Pocas cosas hay tan efímeras en este mundo como los buenos deseos de Año Nuevo. Los mensajes azucarados de paz, amor y concordia, esa palabrería de contrabando tan habitual en los programas televisivos de la noche del 31 de diciembre, tienen siempre una fecha temprana de caducidad, coincidente con el final de estas odiosas fiestas. Acabada la tregua de Navidad, todo vuelve a su orden natural, y la realidad pasa, inexorablemente, por encima de nuestras cabezas.
Este año me desperté pronto de las ilusiones engañosas que trae la Navidad. El día 1 acompañé a un familiar a las urgencias de un hospital público de un municipio turístico de la provincia de Alicante. En un día como este, festividad de San Manuel, lo último que te apetece es ir a las urgencias de un hospital sabiendo lo que esto implica: una larguísima espera con un final incierto.
Cuando todavía muchos borrachos no se habían recogido de la jarana de la Nochevieja, nosotros entrábamos en Urgencias a las tres y media de la tarde. La sala estaba ya llena. Por ya sabido, no me extenderé en los pacientes que aguardaban a ser llamados. Sobresalían en número los matrimonios de edad avanzada; los había españoles pero también ingleses. También vi a padres acompañando a sus niños pequeños y a algún joven con cara de no haber dormido.
Nos iban llamando para lo que en estos sitios se llama triaje, que consiste en determinar la gravedad de cada paciente. A mi familiar no lo vieron grave, así que nos advirtieron de que la espera podía durar cuatro o cinco horas (al final sólo fueron dos horas y media). “Hay urgencias más vitales”, nos dijeron. No dejaban de llegar ambulancias. Había que armarse de paciencia. Yo, para matar el tiempo, me había traído un libro. Quería leer algunos cuentos deliciosamente procaces del Decamerón, pero me resultaba muy difícil concentrarme porque el ruido que hacía la gente era insoportable. Aquello no parecía un centro sanitario sino una sala de fiestas o una plaza de toros. Es triste constatar que ni en los hospitales se cumplen las normas. El respeto al silencio, en atención a los enfermos, debería ser una de ellas.

**DATOS DISPONIBLES**
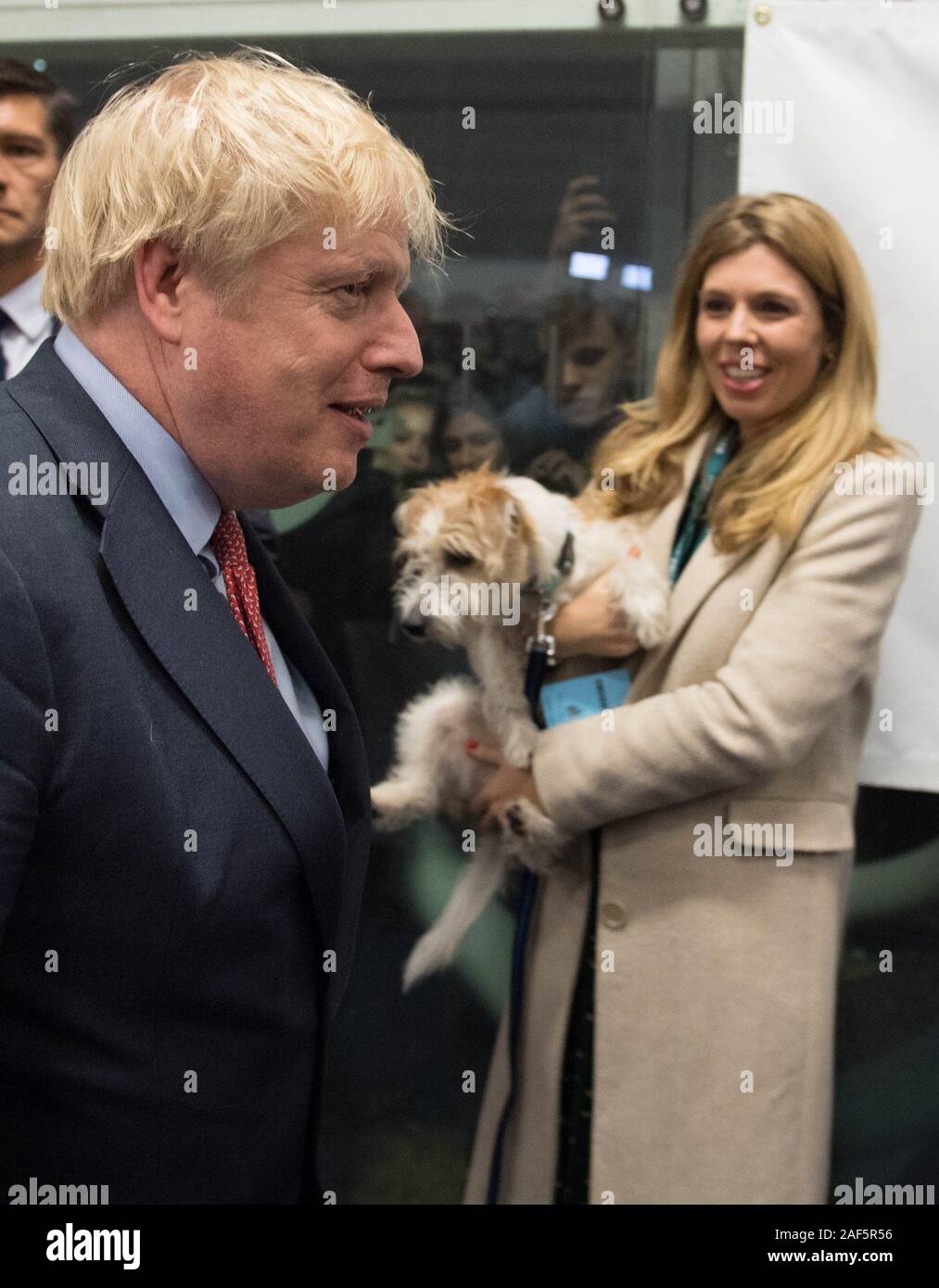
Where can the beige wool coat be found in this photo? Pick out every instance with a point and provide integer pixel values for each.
(715, 975)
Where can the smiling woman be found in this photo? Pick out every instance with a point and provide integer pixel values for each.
(678, 1019)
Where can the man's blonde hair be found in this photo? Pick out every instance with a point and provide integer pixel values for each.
(223, 158)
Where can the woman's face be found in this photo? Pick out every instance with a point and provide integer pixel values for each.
(410, 448)
(470, 441)
(759, 334)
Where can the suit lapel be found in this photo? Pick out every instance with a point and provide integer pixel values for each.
(204, 650)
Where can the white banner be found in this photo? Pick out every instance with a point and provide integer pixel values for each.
(852, 90)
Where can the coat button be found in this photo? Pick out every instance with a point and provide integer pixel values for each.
(614, 915)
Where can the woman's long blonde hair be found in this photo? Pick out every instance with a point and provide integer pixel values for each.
(772, 481)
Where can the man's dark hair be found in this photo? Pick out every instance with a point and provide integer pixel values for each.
(59, 106)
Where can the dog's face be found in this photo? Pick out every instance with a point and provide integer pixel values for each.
(465, 547)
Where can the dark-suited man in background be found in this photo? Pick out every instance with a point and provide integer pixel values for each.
(36, 129)
(184, 812)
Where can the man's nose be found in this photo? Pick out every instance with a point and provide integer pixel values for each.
(399, 347)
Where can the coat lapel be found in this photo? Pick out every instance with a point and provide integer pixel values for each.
(204, 650)
(704, 570)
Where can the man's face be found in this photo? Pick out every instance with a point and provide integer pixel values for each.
(592, 366)
(29, 164)
(260, 407)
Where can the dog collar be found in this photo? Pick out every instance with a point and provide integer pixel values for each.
(541, 641)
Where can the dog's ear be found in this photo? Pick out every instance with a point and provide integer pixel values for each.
(402, 514)
(513, 517)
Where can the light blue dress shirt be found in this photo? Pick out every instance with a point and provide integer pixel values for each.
(191, 502)
(29, 326)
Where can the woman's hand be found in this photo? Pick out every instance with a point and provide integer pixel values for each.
(502, 789)
(590, 625)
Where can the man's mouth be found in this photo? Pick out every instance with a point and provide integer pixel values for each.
(361, 410)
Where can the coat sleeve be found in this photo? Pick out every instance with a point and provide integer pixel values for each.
(26, 747)
(814, 633)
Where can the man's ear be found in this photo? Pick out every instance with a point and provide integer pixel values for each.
(159, 270)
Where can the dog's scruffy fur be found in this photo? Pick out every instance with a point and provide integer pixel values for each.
(483, 528)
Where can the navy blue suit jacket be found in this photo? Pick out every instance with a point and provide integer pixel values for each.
(174, 863)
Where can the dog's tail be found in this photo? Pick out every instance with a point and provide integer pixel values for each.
(472, 892)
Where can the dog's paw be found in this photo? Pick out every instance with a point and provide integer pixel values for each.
(518, 746)
(535, 840)
(393, 806)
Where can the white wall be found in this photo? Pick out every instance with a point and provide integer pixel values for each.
(863, 79)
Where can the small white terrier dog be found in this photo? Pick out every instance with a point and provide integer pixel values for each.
(478, 554)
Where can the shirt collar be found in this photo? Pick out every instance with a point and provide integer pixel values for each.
(23, 306)
(184, 489)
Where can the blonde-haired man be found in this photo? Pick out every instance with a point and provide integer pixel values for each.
(184, 791)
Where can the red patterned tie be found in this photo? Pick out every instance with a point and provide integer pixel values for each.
(228, 547)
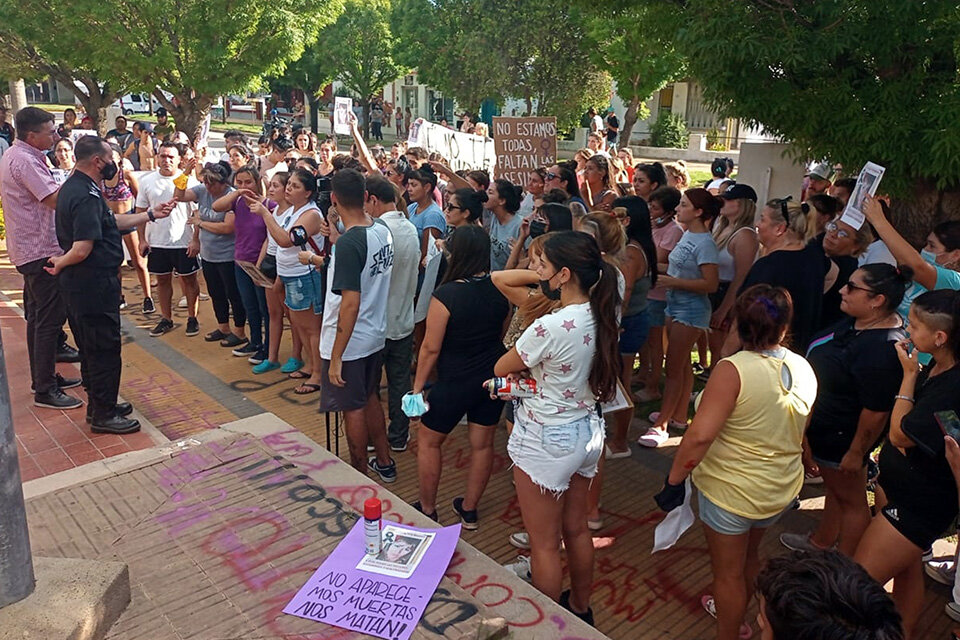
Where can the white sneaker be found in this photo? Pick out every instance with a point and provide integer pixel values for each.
(521, 567)
(942, 571)
(653, 438)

**QUÉ HACER**
**A.** Responde con datos del texto sobre las urgencias del hospital:
(i) ¿A qué hora entraron en Urgencias?
(ii) ¿Cuánto duró al final la espera?
(iii) ¿Qué obra se quería leer durante la espera?
**B.** Reanuda el texto sobre las urgencias del hospital a partir de su última oración.

**TUS RESPUESTAS**
**A.**
(i) A las tres y media de la tarde.
(ii) Dos horas y media.
(iii) Algunos cuentos del Decamerón.

**B.**
No era el único que pretendía leer en la sala; a mi espalda había otro hombre, mayor que yo, que manejaba un libro electrónico. Éramos dos bichos raros en una sala en la que la mayoría de los pacientes tenían las narices pegadas a sus móviles. Los niños no eran una excepción; también jugaban con sus pantallitas endemoniadas. Al comprarles estos cacharros, sus padres los harán desgraciados aun sin quererlo.
El azar nos juega malas pasadas
Como en la vida no hay nada que podamos dar por seguro ni cierto, y el azar nos juega malas pasadas con demasiada frecuencia, la tarde trajo una sorpresa desagradable. Estaba yo intentando leer uno de los relatos del gran Boccaccio cuando oí un ruido que me sobresaltó. Muy cerca de mí, dos hombres se habían enzarzado en una pelea hasta acabar en el suelo. El motivo de la disputa no quedó claro. Después, uno de los camorristas dijo que todo había sido por un empujón. Como es notorio, hoy te pueden quitar la vida por un cruce de miradas o un fugaz encontronazo. Nunca ha dejado de ser peligroso andar por el mundo.